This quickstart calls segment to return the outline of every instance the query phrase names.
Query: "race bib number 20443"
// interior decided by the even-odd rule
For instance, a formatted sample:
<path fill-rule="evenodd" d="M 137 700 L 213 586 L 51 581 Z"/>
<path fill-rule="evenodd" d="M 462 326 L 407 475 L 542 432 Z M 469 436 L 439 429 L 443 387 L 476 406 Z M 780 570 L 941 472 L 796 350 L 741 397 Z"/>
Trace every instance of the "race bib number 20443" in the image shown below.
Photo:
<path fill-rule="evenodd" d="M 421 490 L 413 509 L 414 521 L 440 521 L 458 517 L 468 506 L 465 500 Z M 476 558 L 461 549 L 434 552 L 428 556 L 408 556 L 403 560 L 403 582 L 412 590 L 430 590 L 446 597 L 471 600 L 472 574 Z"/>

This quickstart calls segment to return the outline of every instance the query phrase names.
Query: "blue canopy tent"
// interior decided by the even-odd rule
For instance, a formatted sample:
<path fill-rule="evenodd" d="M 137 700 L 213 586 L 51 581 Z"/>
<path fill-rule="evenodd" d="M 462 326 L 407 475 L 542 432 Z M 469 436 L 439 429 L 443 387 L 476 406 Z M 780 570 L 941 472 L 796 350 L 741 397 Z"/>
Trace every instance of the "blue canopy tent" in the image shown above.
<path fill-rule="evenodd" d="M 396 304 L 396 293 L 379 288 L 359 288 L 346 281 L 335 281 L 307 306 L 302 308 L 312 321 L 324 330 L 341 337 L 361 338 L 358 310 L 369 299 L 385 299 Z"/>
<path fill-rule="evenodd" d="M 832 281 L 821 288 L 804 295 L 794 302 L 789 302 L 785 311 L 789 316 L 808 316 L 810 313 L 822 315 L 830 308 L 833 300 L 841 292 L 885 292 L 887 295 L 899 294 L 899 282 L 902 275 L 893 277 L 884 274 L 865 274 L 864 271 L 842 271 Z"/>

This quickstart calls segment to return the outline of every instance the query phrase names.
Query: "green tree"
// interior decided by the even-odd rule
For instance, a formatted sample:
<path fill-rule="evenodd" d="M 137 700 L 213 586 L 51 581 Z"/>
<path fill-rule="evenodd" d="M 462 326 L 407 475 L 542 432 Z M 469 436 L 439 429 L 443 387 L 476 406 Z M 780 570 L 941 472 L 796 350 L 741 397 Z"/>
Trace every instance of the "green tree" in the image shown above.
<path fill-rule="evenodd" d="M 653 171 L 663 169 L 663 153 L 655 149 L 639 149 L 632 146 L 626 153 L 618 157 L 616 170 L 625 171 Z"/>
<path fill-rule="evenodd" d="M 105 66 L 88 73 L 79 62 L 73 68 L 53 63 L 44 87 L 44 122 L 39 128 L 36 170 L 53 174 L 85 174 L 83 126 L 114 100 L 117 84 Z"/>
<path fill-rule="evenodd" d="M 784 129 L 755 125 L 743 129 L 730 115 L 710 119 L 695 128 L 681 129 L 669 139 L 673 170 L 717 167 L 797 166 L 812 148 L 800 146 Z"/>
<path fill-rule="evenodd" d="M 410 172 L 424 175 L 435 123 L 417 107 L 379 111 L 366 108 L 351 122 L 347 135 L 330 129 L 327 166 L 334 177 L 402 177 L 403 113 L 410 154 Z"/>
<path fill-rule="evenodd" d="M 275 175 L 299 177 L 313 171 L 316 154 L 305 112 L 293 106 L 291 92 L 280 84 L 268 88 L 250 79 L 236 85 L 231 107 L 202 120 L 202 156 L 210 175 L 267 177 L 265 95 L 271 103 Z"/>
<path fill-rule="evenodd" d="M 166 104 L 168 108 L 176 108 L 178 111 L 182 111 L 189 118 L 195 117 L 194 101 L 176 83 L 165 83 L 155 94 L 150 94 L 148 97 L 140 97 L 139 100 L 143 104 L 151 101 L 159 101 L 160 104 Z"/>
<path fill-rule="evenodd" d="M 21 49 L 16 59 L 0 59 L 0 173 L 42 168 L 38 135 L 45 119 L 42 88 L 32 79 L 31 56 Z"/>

________________________

Problem description:
Restate the whole of the data exactly.

Result for this task:
This quickstart calls segment to return the outline of every instance the query phrase names.
Query: "race bib number 20443"
// interior decided by the even-odd rule
For instance, a formatted sample:
<path fill-rule="evenodd" d="M 137 700 L 213 586 L 51 581 Z"/>
<path fill-rule="evenodd" d="M 462 326 L 407 475 L 542 432 Z M 469 436 L 439 429 L 443 387 L 476 406 Z M 780 570 L 941 472 L 796 350 L 741 397 Z"/>
Trace every instance of the "race bib number 20443" in the image shown below.
Photo:
<path fill-rule="evenodd" d="M 421 490 L 413 509 L 414 521 L 440 521 L 458 517 L 468 506 L 465 500 Z M 476 558 L 461 549 L 434 552 L 428 556 L 408 556 L 403 560 L 403 582 L 412 590 L 430 590 L 446 597 L 471 600 L 472 574 Z"/>

This quickstart calls segment to return the outline of every instance the query phrase names.
Query: "blue canopy tent"
// interior decided by the even-odd rule
For instance, a formatted sample:
<path fill-rule="evenodd" d="M 137 700 L 213 586 L 51 581 Z"/>
<path fill-rule="evenodd" d="M 462 326 L 407 475 L 542 432 Z M 469 436 L 439 429 L 443 387 L 476 406 Z M 780 570 L 941 472 L 796 350 L 741 397 Z"/>
Trace every instance of the "blue canopy tent" in the image shown above.
<path fill-rule="evenodd" d="M 396 304 L 396 293 L 379 288 L 359 288 L 346 281 L 335 281 L 307 306 L 302 308 L 312 321 L 324 330 L 341 337 L 361 338 L 358 310 L 369 299 L 385 299 Z"/>
<path fill-rule="evenodd" d="M 832 281 L 821 288 L 804 295 L 794 302 L 789 302 L 785 311 L 789 316 L 808 316 L 810 313 L 822 315 L 830 308 L 833 300 L 841 292 L 885 292 L 887 295 L 899 294 L 899 282 L 902 275 L 893 277 L 884 274 L 865 274 L 864 271 L 842 271 Z"/>

This quickstart calls segment to return the outline of every instance the query phrase names.
Query: "green tree"
// interior decided by the even-odd rule
For instance, a formatted sample:
<path fill-rule="evenodd" d="M 137 700 L 213 586 L 51 581 Z"/>
<path fill-rule="evenodd" d="M 462 326 L 407 475 L 542 432 Z M 469 436 L 439 429 L 443 387 L 476 406 Z M 780 570 L 941 472 L 796 350 L 741 397 Z"/>
Trace every instance of the "green tree" in the image shown above.
<path fill-rule="evenodd" d="M 653 171 L 663 169 L 663 153 L 655 149 L 639 149 L 632 146 L 626 153 L 618 157 L 616 170 L 625 171 Z"/>
<path fill-rule="evenodd" d="M 105 66 L 88 73 L 79 62 L 73 68 L 53 63 L 44 87 L 44 122 L 39 128 L 36 170 L 53 174 L 85 174 L 83 126 L 114 100 L 117 84 Z"/>
<path fill-rule="evenodd" d="M 784 129 L 755 125 L 743 129 L 730 115 L 710 119 L 695 128 L 681 129 L 669 139 L 673 170 L 717 167 L 797 166 L 812 148 L 800 146 Z"/>
<path fill-rule="evenodd" d="M 410 172 L 424 175 L 435 123 L 417 107 L 379 111 L 366 108 L 351 122 L 347 135 L 330 129 L 327 166 L 334 177 L 402 177 L 403 113 L 410 154 Z"/>
<path fill-rule="evenodd" d="M 275 175 L 299 177 L 313 171 L 316 154 L 305 112 L 293 106 L 291 92 L 280 84 L 268 88 L 250 79 L 236 85 L 231 107 L 202 120 L 202 156 L 210 175 L 267 177 L 265 95 L 271 103 Z"/>
<path fill-rule="evenodd" d="M 166 104 L 168 108 L 176 108 L 178 111 L 182 111 L 189 118 L 195 117 L 194 101 L 176 83 L 165 83 L 155 94 L 150 94 L 148 97 L 140 97 L 139 100 L 143 104 L 151 101 L 159 101 L 160 104 Z"/>
<path fill-rule="evenodd" d="M 21 49 L 16 59 L 0 59 L 0 173 L 42 168 L 38 135 L 45 119 L 42 88 L 32 79 L 31 56 Z"/>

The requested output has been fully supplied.